DATA ROWS:
>> BEGIN
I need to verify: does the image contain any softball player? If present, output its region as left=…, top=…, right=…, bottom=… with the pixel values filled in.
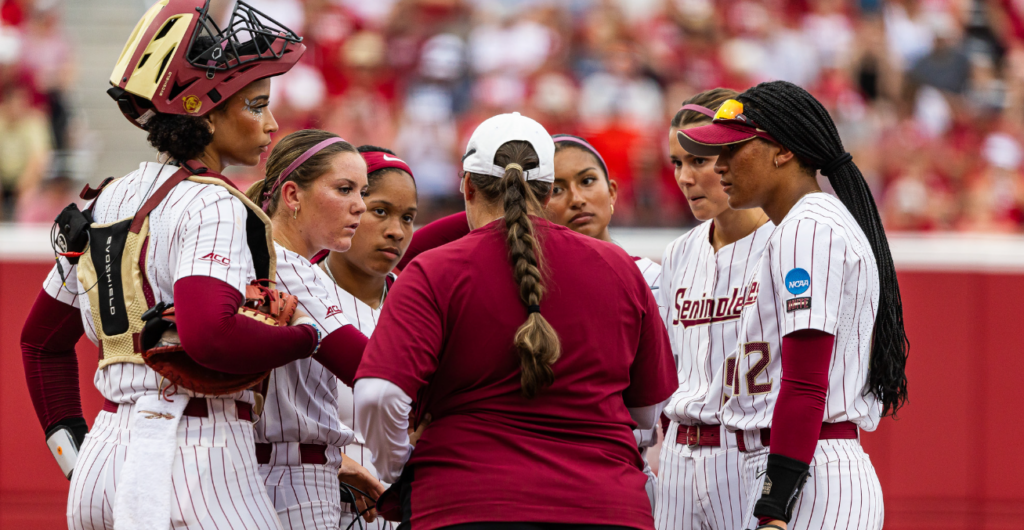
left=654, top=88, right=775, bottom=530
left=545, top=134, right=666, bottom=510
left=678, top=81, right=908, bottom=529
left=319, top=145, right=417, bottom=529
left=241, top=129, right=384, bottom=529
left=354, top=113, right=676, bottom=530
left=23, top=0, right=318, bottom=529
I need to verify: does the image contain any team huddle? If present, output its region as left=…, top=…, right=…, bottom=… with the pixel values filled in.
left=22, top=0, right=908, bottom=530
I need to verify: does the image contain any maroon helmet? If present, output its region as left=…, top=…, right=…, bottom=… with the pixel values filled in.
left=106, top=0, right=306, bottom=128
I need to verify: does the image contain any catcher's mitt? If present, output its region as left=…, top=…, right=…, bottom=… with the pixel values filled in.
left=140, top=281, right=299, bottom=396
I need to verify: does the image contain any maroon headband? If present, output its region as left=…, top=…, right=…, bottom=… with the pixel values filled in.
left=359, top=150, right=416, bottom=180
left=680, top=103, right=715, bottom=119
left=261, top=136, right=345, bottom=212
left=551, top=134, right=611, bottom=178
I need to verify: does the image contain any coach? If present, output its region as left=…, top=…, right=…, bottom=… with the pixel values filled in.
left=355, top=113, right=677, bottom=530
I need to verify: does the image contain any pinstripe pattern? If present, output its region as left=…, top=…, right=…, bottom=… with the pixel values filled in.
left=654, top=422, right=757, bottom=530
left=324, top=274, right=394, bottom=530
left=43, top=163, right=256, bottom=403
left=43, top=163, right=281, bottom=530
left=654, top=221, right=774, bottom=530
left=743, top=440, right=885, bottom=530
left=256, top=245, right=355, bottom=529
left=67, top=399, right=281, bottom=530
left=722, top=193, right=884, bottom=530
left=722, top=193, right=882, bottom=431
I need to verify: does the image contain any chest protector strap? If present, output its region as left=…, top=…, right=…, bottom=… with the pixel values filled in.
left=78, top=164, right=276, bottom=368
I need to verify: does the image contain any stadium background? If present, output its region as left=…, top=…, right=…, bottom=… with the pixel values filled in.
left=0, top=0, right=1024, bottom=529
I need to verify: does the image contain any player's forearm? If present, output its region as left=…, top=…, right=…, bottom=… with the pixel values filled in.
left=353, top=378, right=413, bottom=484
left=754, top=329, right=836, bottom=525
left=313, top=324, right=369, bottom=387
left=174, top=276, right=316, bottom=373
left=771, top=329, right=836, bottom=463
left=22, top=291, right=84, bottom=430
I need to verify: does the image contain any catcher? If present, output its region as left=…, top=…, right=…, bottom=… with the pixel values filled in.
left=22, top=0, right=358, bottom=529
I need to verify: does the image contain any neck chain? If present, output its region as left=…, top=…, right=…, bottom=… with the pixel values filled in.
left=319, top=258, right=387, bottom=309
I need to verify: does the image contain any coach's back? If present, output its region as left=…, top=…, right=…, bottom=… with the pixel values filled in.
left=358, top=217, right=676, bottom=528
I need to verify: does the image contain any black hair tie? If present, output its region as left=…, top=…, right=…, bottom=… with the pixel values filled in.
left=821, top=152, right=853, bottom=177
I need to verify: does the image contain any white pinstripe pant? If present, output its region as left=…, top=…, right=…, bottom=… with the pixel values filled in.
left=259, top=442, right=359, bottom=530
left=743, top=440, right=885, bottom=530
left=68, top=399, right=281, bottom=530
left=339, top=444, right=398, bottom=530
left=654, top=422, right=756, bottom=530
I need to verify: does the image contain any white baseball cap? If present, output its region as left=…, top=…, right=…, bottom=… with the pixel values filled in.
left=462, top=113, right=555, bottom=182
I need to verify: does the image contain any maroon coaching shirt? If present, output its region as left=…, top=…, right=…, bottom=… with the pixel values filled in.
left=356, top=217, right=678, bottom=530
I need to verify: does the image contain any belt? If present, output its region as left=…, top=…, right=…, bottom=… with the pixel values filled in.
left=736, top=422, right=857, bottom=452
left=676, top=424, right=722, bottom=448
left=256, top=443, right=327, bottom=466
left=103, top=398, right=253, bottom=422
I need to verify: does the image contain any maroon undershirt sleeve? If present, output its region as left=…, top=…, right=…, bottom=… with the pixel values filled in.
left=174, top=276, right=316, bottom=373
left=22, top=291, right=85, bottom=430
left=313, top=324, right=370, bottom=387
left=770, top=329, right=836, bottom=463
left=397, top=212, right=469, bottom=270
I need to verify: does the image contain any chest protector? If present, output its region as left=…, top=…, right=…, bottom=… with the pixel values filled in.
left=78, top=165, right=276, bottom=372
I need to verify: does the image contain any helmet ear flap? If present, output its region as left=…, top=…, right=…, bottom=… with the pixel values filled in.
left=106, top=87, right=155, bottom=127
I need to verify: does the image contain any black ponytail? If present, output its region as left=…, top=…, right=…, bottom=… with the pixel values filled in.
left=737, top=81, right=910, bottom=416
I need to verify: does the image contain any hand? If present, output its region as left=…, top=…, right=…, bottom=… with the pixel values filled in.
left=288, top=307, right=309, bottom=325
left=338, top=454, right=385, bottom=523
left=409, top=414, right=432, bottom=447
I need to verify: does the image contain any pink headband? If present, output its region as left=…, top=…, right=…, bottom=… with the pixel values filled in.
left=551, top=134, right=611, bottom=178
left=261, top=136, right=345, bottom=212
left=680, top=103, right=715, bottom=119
>> END
EXERCISE: Copy the material above line for line, leaving out the pictures.

WRITTEN SOLUTION:
I need to verify: does the image contain any softball player? If present, output its region as left=…, top=…, right=…, bottom=… with the pixel values filled in.
left=654, top=88, right=775, bottom=530
left=545, top=134, right=666, bottom=510
left=678, top=81, right=908, bottom=529
left=319, top=145, right=417, bottom=529
left=241, top=129, right=384, bottom=529
left=354, top=113, right=676, bottom=530
left=23, top=0, right=318, bottom=529
I need to verify: does the image contain any team huddle? If present, output its region as left=…, top=…, right=…, bottom=… with the pixel values filled in.
left=22, top=0, right=908, bottom=530
I need to verify: does the image contain any maroon helmet? If present, output its region as left=…, top=…, right=…, bottom=… with the pixel values filled in.
left=106, top=0, right=306, bottom=128
I need to verify: does the image contain any catcher's mitt? If present, output its region as left=…, top=…, right=…, bottom=… with the pixel values filled in.
left=140, top=281, right=299, bottom=396
I need to verify: does the image contain any maroon headband? If present, output its region as left=…, top=…, right=…, bottom=… with the pixel values filled in.
left=359, top=150, right=416, bottom=180
left=680, top=103, right=715, bottom=119
left=261, top=136, right=345, bottom=212
left=551, top=134, right=611, bottom=178
I need to verify: does the image contain any coach? If present, output its region as left=…, top=…, right=…, bottom=… with the pixel values filled in.
left=355, top=113, right=677, bottom=530
I need to verify: does the image contain any pinstripe pattern? If present, output its region as left=…, top=…, right=…, bottom=… with the pixel values filled in.
left=654, top=422, right=757, bottom=530
left=324, top=274, right=394, bottom=530
left=43, top=163, right=256, bottom=403
left=43, top=163, right=281, bottom=530
left=654, top=221, right=774, bottom=530
left=743, top=440, right=885, bottom=530
left=256, top=245, right=355, bottom=529
left=67, top=399, right=281, bottom=530
left=722, top=193, right=884, bottom=530
left=722, top=193, right=882, bottom=431
I need to verify: does the image contain any chest protector strap? If present, output its region as left=…, top=…, right=…, bottom=… with the pixel values filled in.
left=78, top=164, right=276, bottom=368
I need to verify: does the image contain any stadium background? If present, output its region as left=…, top=…, right=…, bottom=… with the pixel values filled in.
left=0, top=0, right=1024, bottom=529
I need to verify: does the image contain any player's forearm? If present, output its region as left=…, top=…, right=…, bottom=… with the pixel values filled in.
left=353, top=378, right=413, bottom=484
left=754, top=329, right=836, bottom=525
left=313, top=324, right=369, bottom=387
left=174, top=276, right=316, bottom=373
left=771, top=329, right=836, bottom=463
left=22, top=291, right=84, bottom=430
I need to verify: does the image contain any catcher? If present, output its region as left=…, top=…, right=…, bottom=… with the pixel values filled in.
left=22, top=0, right=358, bottom=529
I need to verify: does the image contain any neck chain? If present, output its region as left=…, top=…, right=…, bottom=… with the pixel values filled in.
left=319, top=258, right=387, bottom=309
I need to verify: does the image contain any coach's back? If present, output its region as left=…, top=…, right=…, bottom=… with the pixel values filled in.
left=358, top=217, right=676, bottom=528
I need to verify: does the image contain any black hair tie? If present, output its region as left=…, top=…, right=…, bottom=… with the pixel values filled in.
left=821, top=152, right=853, bottom=177
I need to verify: does the image contain any white pinstripe pant? If present, output its region as left=…, top=…, right=…, bottom=… with the pixel values filled in.
left=259, top=442, right=359, bottom=530
left=743, top=440, right=885, bottom=530
left=68, top=399, right=281, bottom=530
left=339, top=444, right=398, bottom=530
left=654, top=422, right=756, bottom=530
I need to verify: does the image contain any white baseball cap? If present, output its region as left=…, top=…, right=…, bottom=… with the pixel values filled in.
left=462, top=113, right=555, bottom=182
I need to verify: does the image contain any maroon coaching shirt? If present, output its region as left=…, top=…, right=…, bottom=… with the pixel values filled in.
left=356, top=217, right=678, bottom=530
I need to verify: does the image contain any belt? If present, output its region as left=…, top=…, right=…, bottom=… with the pixel values filled in.
left=736, top=422, right=857, bottom=452
left=676, top=424, right=722, bottom=448
left=256, top=443, right=327, bottom=466
left=103, top=398, right=253, bottom=422
I need to verify: does the image contain any maroon undershirt sleeve? If present, output its region as left=…, top=…, right=…, bottom=… with the pixel values filled in.
left=174, top=276, right=316, bottom=373
left=22, top=291, right=85, bottom=430
left=313, top=324, right=370, bottom=387
left=770, top=329, right=836, bottom=463
left=397, top=212, right=469, bottom=270
I need to verify: does the image contain any chest protector? If present, output its region as left=…, top=…, right=…, bottom=… with the pixel values filled in.
left=78, top=165, right=276, bottom=372
I need to verify: does the image contain any helmet ear flap? If present, output its region as left=…, top=…, right=…, bottom=… with the pixel values filled in.
left=106, top=87, right=155, bottom=127
I need to verify: does the image contain any black ponytail? If present, output its region as left=…, top=…, right=…, bottom=… with the pixel values filled in.
left=737, top=81, right=910, bottom=416
I need to verify: does the image contain any hand? If present, output its region as left=…, top=…, right=…, bottom=… with the pixel values filled in.
left=288, top=307, right=309, bottom=325
left=338, top=454, right=385, bottom=523
left=409, top=414, right=432, bottom=447
I need to verify: does the image contain any pink headband? If present, output its region as left=…, top=…, right=…, bottom=… with the pixel values filled in.
left=551, top=134, right=611, bottom=178
left=261, top=136, right=345, bottom=212
left=680, top=103, right=715, bottom=119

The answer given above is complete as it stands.